Information shown Start Marker
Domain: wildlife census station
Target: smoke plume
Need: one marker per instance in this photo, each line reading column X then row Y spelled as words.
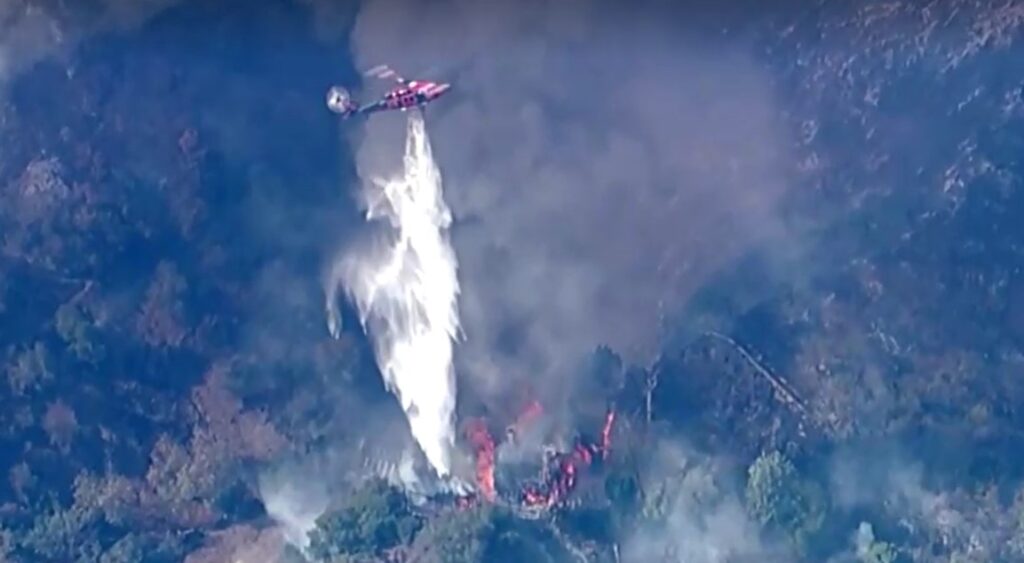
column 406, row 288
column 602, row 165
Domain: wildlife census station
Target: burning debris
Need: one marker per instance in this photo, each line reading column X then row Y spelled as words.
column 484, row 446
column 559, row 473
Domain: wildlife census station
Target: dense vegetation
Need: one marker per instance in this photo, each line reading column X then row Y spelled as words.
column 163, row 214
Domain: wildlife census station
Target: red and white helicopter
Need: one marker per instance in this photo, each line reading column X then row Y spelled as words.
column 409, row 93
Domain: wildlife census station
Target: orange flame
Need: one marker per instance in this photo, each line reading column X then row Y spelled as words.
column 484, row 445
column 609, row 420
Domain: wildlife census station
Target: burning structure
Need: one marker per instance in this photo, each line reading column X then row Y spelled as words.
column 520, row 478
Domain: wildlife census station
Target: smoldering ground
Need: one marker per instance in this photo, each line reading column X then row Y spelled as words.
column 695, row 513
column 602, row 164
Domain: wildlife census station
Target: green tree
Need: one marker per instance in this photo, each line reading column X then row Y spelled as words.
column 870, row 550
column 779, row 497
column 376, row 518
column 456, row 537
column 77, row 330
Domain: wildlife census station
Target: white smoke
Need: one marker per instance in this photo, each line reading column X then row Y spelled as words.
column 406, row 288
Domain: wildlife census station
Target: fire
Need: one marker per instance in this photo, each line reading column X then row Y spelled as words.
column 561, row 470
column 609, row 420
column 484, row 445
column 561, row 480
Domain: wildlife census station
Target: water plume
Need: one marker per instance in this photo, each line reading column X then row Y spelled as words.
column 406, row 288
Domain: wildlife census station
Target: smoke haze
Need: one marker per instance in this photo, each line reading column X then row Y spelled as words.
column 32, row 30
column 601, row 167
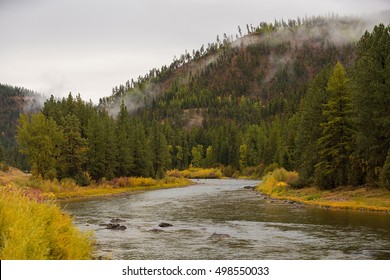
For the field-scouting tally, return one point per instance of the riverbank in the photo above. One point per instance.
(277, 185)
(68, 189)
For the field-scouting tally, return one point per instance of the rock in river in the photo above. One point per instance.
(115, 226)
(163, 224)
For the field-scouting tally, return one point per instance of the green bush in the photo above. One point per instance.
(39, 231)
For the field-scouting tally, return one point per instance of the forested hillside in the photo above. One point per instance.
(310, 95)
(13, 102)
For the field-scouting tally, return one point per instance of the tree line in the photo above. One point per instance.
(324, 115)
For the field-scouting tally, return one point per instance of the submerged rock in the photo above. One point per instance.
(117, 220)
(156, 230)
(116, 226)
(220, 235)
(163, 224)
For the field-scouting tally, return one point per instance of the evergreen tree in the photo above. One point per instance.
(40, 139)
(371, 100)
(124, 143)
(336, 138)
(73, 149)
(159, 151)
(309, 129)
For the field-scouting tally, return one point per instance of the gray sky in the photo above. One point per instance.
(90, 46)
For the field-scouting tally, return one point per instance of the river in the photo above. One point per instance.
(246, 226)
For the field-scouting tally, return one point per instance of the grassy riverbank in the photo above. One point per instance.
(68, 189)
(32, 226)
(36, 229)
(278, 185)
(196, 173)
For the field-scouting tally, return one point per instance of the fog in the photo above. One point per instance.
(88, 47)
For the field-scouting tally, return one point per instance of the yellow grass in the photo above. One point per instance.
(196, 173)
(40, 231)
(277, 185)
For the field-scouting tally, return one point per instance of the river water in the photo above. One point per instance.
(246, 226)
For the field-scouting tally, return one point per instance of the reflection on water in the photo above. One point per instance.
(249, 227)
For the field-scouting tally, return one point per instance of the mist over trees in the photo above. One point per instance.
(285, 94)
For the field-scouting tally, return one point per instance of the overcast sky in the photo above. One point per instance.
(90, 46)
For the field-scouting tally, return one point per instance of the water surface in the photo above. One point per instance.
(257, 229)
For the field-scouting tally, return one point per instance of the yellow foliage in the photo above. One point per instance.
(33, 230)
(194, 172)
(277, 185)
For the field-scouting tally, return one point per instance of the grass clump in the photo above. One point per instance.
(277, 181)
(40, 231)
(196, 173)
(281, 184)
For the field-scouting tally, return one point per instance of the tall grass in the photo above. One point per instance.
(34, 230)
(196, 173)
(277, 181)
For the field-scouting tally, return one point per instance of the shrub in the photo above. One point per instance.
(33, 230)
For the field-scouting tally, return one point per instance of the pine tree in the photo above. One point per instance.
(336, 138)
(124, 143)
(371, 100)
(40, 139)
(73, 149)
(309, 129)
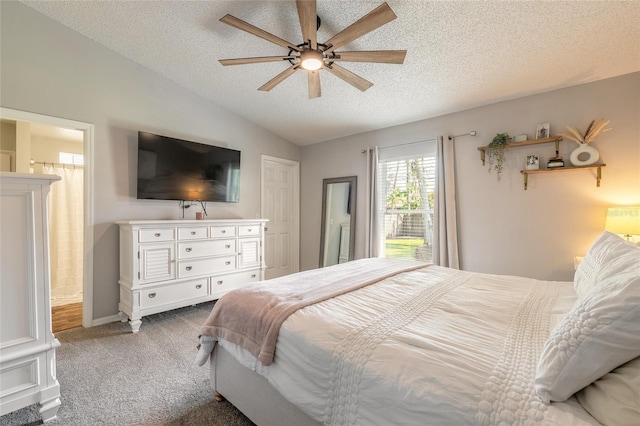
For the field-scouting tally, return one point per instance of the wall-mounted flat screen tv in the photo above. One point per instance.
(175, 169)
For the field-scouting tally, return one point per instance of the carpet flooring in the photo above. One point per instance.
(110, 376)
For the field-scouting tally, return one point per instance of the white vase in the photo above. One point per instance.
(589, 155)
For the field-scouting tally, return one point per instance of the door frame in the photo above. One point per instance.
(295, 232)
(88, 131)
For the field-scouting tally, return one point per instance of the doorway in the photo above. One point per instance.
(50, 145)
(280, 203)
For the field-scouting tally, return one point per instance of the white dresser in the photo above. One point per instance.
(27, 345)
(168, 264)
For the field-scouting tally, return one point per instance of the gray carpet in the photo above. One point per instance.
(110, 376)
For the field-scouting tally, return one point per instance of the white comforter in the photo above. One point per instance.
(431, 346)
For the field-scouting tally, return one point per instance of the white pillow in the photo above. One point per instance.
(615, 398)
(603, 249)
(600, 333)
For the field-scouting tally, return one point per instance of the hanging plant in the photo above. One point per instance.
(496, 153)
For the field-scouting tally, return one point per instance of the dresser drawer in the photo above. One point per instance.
Information shown End Marker
◆ Required action
Images are to be excluded, and each record above written out word for word.

◆ Answer to this problem
Domain: wildlife census station
Target: smoke plume
Need: one marker per instance in this photo, each line reading column X then row Y spelled as words.
column 406, row 288
column 602, row 165
Domain: wildlife census station
Target: burning debris
Need: one marker per instance in this photo, each line reading column X then row Y spelled as words.
column 484, row 446
column 559, row 473
Domain: wildlife census station
Target: dense vegetation
Need: one marker per instance in this photo, each line reading column X then row Y spelled as words.
column 163, row 214
Domain: wildlife census station
Target: red and white helicopter
Need: one marker per instance in this photo, each line reading column X then row Y spelled as words.
column 409, row 93
Domain: wildlife census station
Target: orange flame
Need: one marker per instance in this photo, each line reading column X then row Y spelled as words.
column 484, row 445
column 609, row 420
Domain: wildlife census station
Target: burning structure
Need: one marker per instance in this photo, each line reading column X then row Y spelled as words.
column 520, row 478
Domain: wildlife census station
Target: smoldering ground
Need: one marker per instance in this photo, each line reading column X then row Y spelled as words.
column 695, row 513
column 602, row 164
Domain: wildlife census station
Target: green tree
Need: one marker per instance in this photo, each line reading column X then row Y spelled as words.
column 870, row 550
column 779, row 497
column 376, row 518
column 456, row 537
column 77, row 330
Domain: wildlife census station
Target: white smoke
Need: one marker per instance in this photo, each line reading column X then row Y spelled as words.
column 406, row 288
Domain: wildlife census station
Target: fire
Need: one marker per instance in this photo, each line reading column X then row Y spelled as words.
column 561, row 470
column 609, row 420
column 484, row 445
column 561, row 480
Domain: wildlife census station
Target: water plume
Need: one marker per instance in this photo, each line reading column X then row Y spelled as words.
column 406, row 288
Domain: wildlife census station
Target: smoke haze
Need: one marker per instance in this photo, each line reading column X then row Y spelled as words.
column 32, row 30
column 601, row 167
For the field-scouting tally, return one point per instance of the riverbank in the photo above. One point per instance.
(277, 185)
(68, 189)
For the field-scouting tally, return one point per instance of the rock in river in the photo above. One point per instance.
(115, 226)
(163, 224)
For the field-scouting tally, return one point per instance of the green bush in the photo above. One point per instance.
(39, 231)
For the field-scouting tally, return one point per instance of the forested hillside in the photo above. One point per instance.
(310, 95)
(13, 102)
For the field-scouting tally, return one point per instance of the tree line in the photo above. One point per instance.
(324, 115)
For the field-scouting tally, return one point per instance of the submerged rock in the photo above. One point per instance.
(117, 220)
(156, 230)
(116, 226)
(220, 235)
(163, 224)
For the field-scouting tally, return one point per instance of the evergreen tree in the photo above. One point per instance.
(40, 139)
(371, 100)
(124, 143)
(336, 138)
(73, 149)
(159, 151)
(309, 129)
For the field-scouting tally, return one point per instance of the gray sky in the photo above. One point per instance.
(90, 46)
For the field-scouting tally, return one point per instance of the river in the photo above. One point per instance.
(246, 226)
For the field-scouting tally, return one point per instance of the grassy riverbank in the photo above. One point per instance.
(68, 189)
(32, 226)
(36, 229)
(278, 185)
(196, 173)
For the field-scouting tally, return one point per instance of the fog in the photo above. One point per instance.
(88, 47)
For the field-scouting tally, return one point per instance of the yellow grass in the photo above. One point per instance.
(196, 173)
(40, 231)
(277, 185)
For the field-scouting tally, return one point per instance of the river water in the photo above. One point per instance.
(246, 226)
For the field-scouting tally, return one point per instance of the reflection on water in the photo above. One point per instance.
(249, 227)
For the field-scouting tally, return one point per instance of the mist over trees in the photo above. One point per instance.
(285, 94)
For the field-scouting tally, return one point per instance of the overcast sky in the photo above. One point per instance.
(90, 46)
For the field-scouting tally, return one point per instance of the water surface in the photo above. One point per instance.
(257, 229)
For the field-scouting tally, return one point per instance of the yellow foliage in the photo above. One point per instance.
(33, 230)
(194, 172)
(277, 185)
For the field-scouting tally, return one point per instance of the grass clump in the photo above. One point per instance.
(277, 181)
(40, 231)
(196, 173)
(281, 184)
For the field-scouting tally, return one point per instance of the tall grass in the photo above. One point per instance.
(34, 230)
(196, 173)
(277, 181)
For the field-scouting tally, return one point per instance of the shrub in the photo above. One point per instance.
(33, 230)
For the field-scouting tally, return one point per instance of the pine tree in the photo above. One point per instance.
(336, 138)
(124, 143)
(371, 100)
(40, 139)
(73, 149)
(309, 129)
For the field-scouting tally, return one point per instance of the wall-mounted flat screen tv in the photo above. One point per instance.
(175, 169)
For the field-scouting tally, return one point per instance of the carpet flooring in the photo above. One point per instance.
(110, 376)
For the field-scouting tally, return one point per instance of the white vase in the photo above. One point per instance.
(589, 155)
For the field-scouting tally, return one point per instance of the door frame in the photo above. One point per instance.
(295, 232)
(88, 131)
For the field-scouting tally, return one point per instance of the doorway in the photo above. One point per instance.
(50, 145)
(280, 203)
For the field-scouting tally, return one point per instance of the white dresser in the photo above. One point per instance.
(27, 345)
(168, 264)
For the field-scouting tally, return one point per instance of the gray carpet in the photo above. One point per instance.
(110, 376)
For the field-scouting tally, return one point per instance of the white comforter in the photo above. One point per instance.
(431, 346)
For the field-scouting tally, return one point per instance of the white pillow in the photo above. One point per instance.
(615, 398)
(603, 249)
(600, 333)
For the field-scouting tally, return one point per instance of the hanging plant in the photo above. One point per instance.
(496, 153)
For the field-scouting tally, return one point per instance of the dresser drawer in the photo above. One point per instance.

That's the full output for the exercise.